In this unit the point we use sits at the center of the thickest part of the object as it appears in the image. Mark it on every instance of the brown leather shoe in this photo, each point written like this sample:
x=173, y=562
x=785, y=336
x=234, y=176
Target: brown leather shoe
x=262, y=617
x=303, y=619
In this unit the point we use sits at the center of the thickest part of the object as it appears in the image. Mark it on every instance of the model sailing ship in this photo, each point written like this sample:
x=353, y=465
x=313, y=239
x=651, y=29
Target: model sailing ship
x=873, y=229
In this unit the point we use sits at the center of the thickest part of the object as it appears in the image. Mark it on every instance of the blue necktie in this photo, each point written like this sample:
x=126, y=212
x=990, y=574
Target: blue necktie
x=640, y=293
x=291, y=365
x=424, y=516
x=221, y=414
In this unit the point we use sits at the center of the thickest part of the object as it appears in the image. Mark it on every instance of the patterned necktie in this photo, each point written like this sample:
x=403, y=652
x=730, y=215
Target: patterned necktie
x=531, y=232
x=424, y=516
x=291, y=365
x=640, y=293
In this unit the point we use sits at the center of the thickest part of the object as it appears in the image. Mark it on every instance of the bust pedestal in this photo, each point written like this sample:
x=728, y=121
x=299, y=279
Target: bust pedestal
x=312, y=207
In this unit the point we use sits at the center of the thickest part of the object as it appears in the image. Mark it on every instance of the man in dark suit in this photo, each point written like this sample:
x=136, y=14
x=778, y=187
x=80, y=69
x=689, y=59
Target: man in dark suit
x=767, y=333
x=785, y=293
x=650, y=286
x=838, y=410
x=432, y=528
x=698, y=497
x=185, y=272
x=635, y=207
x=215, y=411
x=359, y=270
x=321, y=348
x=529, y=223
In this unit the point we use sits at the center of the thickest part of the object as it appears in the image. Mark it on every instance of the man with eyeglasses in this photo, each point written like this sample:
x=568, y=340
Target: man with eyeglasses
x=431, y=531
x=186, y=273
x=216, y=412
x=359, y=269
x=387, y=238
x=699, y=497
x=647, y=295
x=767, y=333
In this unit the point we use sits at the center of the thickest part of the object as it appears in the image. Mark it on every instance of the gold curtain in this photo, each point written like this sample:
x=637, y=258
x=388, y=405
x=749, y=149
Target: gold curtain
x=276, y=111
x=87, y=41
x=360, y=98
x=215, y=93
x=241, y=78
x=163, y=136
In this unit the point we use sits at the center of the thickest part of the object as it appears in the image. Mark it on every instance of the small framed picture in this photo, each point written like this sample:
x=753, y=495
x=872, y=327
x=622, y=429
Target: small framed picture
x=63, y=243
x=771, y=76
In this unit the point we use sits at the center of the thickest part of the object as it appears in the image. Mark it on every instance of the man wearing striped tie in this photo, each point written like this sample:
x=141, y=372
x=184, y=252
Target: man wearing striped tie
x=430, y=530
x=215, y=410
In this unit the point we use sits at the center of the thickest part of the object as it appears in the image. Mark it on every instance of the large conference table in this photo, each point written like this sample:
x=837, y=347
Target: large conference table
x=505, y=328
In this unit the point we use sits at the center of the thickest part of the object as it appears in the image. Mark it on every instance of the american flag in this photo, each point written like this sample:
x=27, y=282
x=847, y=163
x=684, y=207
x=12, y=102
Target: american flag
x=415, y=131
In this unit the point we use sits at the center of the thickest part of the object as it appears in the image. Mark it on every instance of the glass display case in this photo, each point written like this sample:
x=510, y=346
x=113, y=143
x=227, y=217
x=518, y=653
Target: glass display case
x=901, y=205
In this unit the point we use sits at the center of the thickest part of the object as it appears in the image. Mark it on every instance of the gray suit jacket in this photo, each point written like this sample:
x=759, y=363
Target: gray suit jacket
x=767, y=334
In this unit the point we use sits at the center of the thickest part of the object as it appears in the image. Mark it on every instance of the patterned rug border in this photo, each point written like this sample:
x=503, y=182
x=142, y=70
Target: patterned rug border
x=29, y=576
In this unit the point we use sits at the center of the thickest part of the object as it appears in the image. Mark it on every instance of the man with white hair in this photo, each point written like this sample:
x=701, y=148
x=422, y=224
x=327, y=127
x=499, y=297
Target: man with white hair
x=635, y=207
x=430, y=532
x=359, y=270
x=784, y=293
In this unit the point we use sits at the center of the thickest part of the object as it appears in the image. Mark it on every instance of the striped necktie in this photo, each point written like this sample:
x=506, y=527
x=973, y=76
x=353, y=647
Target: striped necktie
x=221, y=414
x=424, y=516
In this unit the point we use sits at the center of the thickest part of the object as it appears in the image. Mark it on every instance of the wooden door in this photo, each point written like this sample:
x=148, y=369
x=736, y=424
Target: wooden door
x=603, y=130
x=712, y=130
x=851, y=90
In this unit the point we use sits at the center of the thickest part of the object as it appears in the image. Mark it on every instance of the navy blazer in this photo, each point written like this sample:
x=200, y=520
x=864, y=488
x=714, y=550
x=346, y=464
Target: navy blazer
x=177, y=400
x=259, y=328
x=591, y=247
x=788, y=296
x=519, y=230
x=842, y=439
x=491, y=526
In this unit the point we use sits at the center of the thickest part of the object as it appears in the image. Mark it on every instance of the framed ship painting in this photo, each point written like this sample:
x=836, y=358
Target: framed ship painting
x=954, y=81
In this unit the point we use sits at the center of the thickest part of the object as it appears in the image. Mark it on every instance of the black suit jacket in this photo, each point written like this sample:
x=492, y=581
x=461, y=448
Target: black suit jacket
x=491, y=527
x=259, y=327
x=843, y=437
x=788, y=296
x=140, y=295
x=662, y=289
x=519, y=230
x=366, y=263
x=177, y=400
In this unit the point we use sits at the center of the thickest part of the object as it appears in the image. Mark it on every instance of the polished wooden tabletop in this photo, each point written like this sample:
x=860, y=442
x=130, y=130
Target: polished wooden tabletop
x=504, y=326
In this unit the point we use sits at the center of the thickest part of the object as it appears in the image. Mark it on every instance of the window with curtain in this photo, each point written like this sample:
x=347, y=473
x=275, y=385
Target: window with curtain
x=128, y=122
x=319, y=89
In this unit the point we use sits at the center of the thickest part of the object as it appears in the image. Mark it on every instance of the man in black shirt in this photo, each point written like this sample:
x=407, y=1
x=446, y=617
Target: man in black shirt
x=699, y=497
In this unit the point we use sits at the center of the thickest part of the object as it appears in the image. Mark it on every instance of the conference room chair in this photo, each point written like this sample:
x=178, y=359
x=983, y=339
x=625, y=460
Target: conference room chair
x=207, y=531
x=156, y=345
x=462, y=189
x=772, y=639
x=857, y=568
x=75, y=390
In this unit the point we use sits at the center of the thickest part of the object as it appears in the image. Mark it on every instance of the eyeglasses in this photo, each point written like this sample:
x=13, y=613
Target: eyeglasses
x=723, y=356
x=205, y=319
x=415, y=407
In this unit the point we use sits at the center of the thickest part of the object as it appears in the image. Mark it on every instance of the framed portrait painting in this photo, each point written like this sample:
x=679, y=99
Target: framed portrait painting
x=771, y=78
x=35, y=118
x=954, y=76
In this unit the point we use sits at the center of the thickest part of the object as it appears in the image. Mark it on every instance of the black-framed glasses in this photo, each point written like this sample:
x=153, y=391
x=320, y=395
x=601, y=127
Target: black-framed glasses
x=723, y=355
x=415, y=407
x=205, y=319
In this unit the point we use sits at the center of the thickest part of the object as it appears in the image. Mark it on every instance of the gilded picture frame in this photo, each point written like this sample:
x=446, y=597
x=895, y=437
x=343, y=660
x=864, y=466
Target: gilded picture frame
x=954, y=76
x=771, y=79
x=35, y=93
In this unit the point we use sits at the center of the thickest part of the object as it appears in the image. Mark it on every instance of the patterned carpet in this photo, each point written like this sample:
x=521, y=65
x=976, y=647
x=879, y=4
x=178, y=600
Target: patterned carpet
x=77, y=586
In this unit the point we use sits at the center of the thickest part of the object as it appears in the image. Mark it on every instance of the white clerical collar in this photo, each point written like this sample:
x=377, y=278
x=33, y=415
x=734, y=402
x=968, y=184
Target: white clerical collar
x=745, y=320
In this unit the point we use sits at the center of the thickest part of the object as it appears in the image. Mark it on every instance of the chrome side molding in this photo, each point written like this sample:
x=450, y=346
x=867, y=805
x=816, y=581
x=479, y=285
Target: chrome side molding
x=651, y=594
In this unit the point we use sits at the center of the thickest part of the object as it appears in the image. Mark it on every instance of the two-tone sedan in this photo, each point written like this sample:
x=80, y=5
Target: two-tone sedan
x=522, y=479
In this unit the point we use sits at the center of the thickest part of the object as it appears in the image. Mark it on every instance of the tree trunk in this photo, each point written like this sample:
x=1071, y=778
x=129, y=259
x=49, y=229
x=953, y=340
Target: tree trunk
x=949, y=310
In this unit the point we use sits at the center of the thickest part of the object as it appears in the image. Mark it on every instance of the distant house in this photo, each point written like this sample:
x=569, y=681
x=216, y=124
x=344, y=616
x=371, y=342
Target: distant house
★ ★ ★
_TASK GOAL_.
Answer with a single number: how many lines above hold the word "distant"?

_SOLUTION TO THIS EXERCISE_.
2